* [Passage to read]

Polish lawyer and political activist (1896–1937)

Henryk Rossman (24 December 1896 – 23 February 1937) was a Polish lawyer and political activist of the nationalist movement, co-founder of the National Radical Camp and later splinter faction ONR-ABC. He was one of the inmates of Detention Camp Bereza Kartuska.

== Biography ==
He was the son of Kazimierz and Helena Maria (née Rodkiewicz). He was educated at home and later at a commercial school in Łódź. He became involved in the Scouting movement and completed his secondary school certificate (matura) at the Technical Institute in St. Gallen, Switzerland. From 1914 to 1915, he studied in Petrograd, where he obtained a Russian matura. Starting in 1915, he studied at the Faculty of Mechanical Engineering of the Warsaw University of Technology. He was a member of the National League. He interrupted his education due to the outbreak of the Polish–Soviet War, during which he served in the artillery, but he resumed his studies after the war ended.

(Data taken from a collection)
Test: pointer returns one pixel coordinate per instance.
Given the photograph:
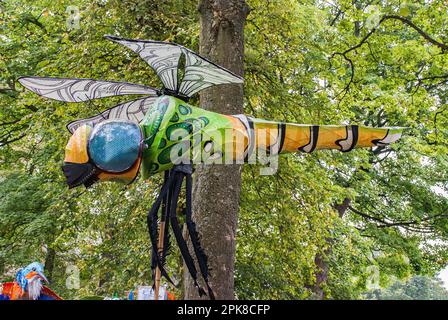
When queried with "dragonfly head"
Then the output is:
(110, 151)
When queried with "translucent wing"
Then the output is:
(77, 90)
(164, 57)
(132, 110)
(201, 73)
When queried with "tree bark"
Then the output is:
(321, 261)
(216, 192)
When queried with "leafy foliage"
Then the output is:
(307, 62)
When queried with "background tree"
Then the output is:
(305, 61)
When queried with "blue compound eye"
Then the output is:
(114, 146)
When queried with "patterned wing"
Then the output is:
(77, 90)
(201, 73)
(132, 110)
(163, 57)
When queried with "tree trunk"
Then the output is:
(321, 261)
(216, 190)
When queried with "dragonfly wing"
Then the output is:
(134, 110)
(163, 57)
(78, 90)
(201, 73)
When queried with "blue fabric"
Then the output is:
(115, 146)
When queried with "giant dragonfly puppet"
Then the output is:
(152, 132)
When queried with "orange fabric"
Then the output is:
(76, 149)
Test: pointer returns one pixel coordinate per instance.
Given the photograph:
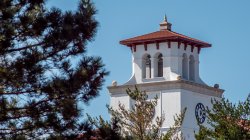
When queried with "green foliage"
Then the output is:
(44, 70)
(106, 130)
(228, 121)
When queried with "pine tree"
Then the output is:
(44, 70)
(227, 121)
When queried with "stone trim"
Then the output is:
(169, 85)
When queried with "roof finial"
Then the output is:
(165, 18)
(165, 25)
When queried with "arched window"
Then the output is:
(160, 66)
(184, 66)
(191, 68)
(147, 67)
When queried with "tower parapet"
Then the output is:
(164, 56)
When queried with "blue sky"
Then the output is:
(225, 24)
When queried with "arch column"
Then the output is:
(153, 67)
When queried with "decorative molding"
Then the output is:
(169, 85)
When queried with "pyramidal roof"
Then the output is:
(164, 35)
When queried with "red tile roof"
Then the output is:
(161, 36)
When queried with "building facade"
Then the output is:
(166, 64)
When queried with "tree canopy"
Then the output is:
(227, 121)
(45, 72)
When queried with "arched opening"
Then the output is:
(146, 66)
(185, 66)
(160, 66)
(191, 68)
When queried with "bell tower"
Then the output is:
(166, 64)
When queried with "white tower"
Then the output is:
(166, 64)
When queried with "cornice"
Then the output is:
(169, 85)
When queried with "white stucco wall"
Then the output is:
(172, 62)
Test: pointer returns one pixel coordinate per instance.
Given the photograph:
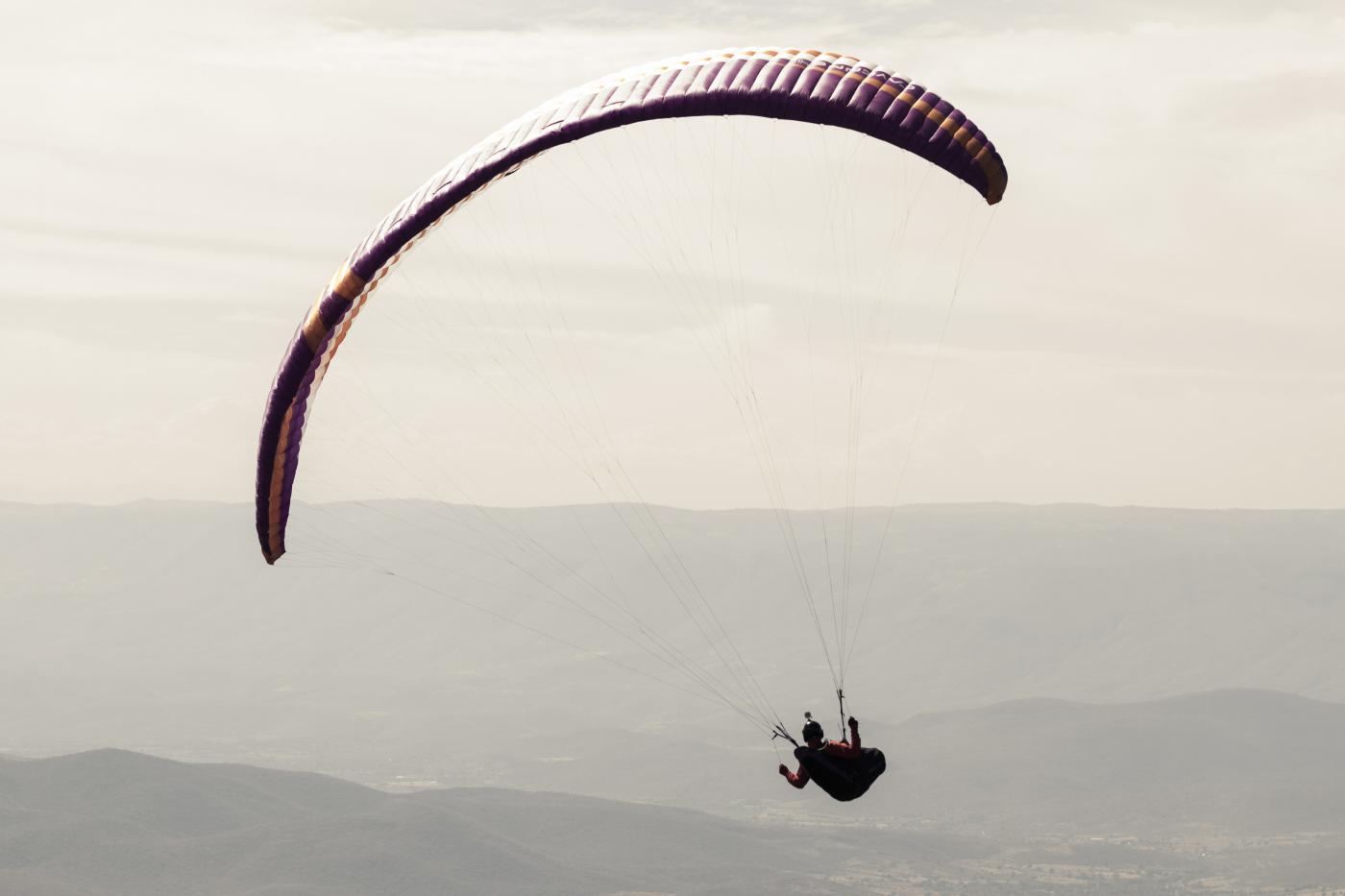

* [About this task]
Copy the Henryk Rossman text from "Henryk Rossman (24" to "Camp Bereza Kartuska.", changing "inmates" to "prisoners". The entries are separate material and have no connection to the text about Henryk Rossman.

* [Answer for this exercise]
Henryk Rossman (24 December 1896 – 23 February 1937) was a Polish lawyer and political activist of the nationalist movement, co-founder of the National Radical Camp and later splinter faction ONR-ABC. He was one of the prisoners of Detention Camp Bereza Kartuska.